_Exercise prompt:_ Quote the records below word for word, from the line with "Annotate the man in" to the line with "Annotate the black", both of those lines included.

Start of Supplied entries

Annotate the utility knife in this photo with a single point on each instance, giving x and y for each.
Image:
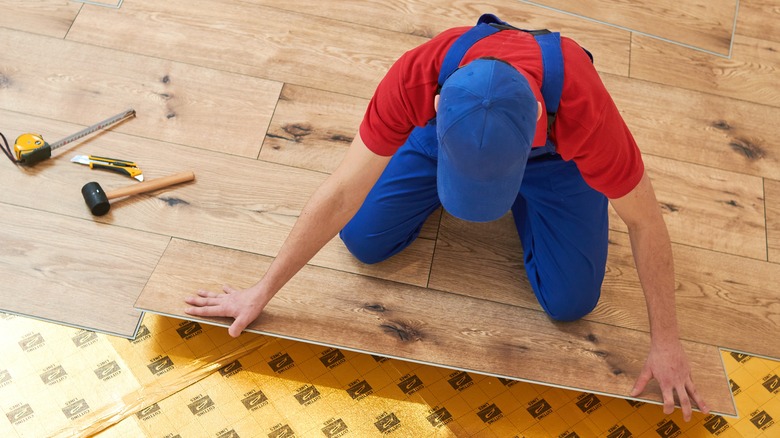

End of Supplied entries
Start of Supplied entries

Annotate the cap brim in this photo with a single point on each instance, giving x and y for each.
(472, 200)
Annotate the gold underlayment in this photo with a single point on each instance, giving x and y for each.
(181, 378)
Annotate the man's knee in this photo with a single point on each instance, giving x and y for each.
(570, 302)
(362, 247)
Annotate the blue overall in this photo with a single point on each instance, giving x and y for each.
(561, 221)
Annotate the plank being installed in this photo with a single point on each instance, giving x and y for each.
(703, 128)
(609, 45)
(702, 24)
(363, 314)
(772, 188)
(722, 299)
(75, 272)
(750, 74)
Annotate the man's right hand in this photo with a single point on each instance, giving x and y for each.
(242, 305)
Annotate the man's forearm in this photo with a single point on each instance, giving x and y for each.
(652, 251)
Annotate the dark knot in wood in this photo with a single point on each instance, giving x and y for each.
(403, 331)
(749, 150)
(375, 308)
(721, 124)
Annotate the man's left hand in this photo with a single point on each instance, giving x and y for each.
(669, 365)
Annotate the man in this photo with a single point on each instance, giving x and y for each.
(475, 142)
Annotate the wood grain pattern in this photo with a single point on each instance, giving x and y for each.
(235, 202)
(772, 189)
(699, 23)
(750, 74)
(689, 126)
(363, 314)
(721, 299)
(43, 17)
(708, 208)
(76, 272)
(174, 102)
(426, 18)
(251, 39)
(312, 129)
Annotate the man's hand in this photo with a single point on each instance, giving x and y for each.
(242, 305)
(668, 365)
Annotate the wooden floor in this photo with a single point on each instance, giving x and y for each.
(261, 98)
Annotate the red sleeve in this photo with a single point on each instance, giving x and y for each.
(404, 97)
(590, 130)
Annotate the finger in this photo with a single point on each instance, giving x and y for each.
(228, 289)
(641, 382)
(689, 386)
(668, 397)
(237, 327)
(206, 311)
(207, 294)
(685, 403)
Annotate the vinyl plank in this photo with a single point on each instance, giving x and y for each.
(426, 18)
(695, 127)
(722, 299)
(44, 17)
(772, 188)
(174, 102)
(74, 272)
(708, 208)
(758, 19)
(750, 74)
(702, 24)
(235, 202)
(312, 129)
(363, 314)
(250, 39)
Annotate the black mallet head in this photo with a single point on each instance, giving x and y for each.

End of Supplied entries

_Response below:_
Annotate the man in this photo with a single point on each instance, giving x and y for each.
(475, 142)
Annotate the wood grain pattern in this photo with a single point on each instance, giving x and y for each.
(235, 202)
(772, 189)
(699, 23)
(750, 74)
(689, 126)
(363, 314)
(721, 299)
(43, 17)
(708, 208)
(76, 272)
(174, 102)
(426, 18)
(251, 39)
(312, 129)
Annotate the man's hand in this photo with a single point on each instance, giving x and y for each.
(242, 305)
(668, 365)
Annotate the wooden floor in this photo with a single point on each instance, giving x and y for each.
(261, 98)
Annotate the red sleeve in this photo with a single point on each instance, giving x and y for each.
(404, 97)
(590, 130)
Annotate the finger in this photo with a single point on each instance, giving x and y for each.
(228, 289)
(641, 382)
(689, 386)
(668, 397)
(237, 327)
(206, 311)
(207, 294)
(685, 403)
Annotate the vinyl plank in this photo with a single point on each instance, giving x and y for each.
(426, 18)
(695, 127)
(722, 299)
(44, 17)
(772, 188)
(174, 102)
(74, 272)
(708, 208)
(758, 19)
(750, 74)
(702, 24)
(235, 202)
(312, 129)
(363, 314)
(250, 39)
Annotate the black mallet head in this photo with a single point on each instance, giving x and y for each.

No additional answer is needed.